_The task_. Select every line containing the word "safety" from the material, and copy those lines.

_Input data_.
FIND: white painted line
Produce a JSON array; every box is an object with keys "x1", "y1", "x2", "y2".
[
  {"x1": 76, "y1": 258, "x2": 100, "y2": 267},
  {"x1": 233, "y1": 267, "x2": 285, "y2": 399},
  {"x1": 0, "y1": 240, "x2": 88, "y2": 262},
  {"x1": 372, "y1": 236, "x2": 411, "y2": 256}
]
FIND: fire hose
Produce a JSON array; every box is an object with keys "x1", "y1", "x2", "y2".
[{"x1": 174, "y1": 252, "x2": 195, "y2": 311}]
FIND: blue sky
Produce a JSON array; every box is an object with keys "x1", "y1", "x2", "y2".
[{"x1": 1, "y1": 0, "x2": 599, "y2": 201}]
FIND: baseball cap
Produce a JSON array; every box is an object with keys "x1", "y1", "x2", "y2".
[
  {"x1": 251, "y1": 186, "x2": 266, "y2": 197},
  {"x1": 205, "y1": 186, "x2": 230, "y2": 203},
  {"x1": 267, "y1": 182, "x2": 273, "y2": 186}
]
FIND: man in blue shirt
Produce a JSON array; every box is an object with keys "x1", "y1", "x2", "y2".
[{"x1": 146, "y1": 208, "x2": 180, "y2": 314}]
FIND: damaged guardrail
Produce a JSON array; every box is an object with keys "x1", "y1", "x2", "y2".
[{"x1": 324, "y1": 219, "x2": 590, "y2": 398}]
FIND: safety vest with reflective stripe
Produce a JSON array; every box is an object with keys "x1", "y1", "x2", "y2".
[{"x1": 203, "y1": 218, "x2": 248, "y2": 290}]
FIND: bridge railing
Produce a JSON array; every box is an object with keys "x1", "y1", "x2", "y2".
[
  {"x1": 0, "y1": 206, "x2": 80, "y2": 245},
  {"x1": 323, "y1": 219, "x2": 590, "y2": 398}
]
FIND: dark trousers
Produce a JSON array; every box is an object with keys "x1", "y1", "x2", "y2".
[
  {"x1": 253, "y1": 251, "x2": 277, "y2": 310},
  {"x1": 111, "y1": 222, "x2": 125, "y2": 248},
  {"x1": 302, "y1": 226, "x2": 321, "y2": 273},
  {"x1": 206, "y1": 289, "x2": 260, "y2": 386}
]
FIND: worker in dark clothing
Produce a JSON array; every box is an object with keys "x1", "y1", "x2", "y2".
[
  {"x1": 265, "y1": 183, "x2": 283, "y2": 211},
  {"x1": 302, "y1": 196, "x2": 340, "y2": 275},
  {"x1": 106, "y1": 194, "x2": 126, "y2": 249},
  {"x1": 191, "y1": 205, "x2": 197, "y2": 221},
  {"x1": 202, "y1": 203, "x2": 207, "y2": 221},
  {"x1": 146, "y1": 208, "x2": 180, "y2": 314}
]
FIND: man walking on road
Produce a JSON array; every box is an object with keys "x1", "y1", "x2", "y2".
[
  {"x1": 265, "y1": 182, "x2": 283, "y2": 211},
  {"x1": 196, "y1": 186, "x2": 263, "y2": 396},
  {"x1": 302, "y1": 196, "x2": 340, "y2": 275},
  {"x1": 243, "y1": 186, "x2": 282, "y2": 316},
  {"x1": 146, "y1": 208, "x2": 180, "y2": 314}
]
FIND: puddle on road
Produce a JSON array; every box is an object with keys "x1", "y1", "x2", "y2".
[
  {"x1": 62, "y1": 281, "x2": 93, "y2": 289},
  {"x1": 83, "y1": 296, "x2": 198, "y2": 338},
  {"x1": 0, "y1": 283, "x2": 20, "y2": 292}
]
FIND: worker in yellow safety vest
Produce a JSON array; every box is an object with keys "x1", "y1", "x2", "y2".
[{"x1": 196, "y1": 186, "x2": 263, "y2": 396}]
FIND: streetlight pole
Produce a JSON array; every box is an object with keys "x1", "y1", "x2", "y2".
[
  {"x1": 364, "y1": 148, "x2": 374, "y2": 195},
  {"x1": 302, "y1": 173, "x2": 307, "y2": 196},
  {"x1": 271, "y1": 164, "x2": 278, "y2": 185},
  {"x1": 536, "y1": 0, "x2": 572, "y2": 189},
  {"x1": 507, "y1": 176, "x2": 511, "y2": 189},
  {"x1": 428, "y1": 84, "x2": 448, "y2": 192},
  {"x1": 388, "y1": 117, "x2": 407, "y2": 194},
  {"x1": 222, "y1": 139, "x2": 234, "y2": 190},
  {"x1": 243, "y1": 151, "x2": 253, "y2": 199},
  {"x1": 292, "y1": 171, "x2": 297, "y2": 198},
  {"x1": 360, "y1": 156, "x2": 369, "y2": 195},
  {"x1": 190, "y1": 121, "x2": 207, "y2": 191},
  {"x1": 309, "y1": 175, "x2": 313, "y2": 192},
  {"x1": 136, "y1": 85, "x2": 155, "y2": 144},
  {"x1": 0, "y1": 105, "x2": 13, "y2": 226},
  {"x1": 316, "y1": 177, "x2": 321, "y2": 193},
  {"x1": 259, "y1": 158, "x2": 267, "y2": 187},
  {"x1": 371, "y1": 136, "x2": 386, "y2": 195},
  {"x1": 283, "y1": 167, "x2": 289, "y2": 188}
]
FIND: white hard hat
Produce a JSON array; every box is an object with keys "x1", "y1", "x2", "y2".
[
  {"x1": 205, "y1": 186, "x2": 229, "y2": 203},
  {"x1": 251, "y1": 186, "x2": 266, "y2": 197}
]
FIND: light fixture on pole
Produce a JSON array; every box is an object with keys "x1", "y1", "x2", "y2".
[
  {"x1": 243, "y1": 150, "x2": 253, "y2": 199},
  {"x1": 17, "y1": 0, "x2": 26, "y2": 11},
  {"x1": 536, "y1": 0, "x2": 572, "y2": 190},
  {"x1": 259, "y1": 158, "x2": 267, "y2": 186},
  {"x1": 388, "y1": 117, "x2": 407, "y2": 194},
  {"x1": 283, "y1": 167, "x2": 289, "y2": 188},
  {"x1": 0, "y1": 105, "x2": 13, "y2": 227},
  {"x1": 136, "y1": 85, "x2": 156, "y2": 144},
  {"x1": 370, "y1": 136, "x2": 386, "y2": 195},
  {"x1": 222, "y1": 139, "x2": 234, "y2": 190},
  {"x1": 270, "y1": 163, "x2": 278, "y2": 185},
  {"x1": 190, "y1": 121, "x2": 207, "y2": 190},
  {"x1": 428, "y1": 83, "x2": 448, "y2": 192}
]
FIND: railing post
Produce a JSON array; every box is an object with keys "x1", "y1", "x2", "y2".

_Task solution_.
FIND: safety vest with reflective stripe
FIND: worker in yellow safety vest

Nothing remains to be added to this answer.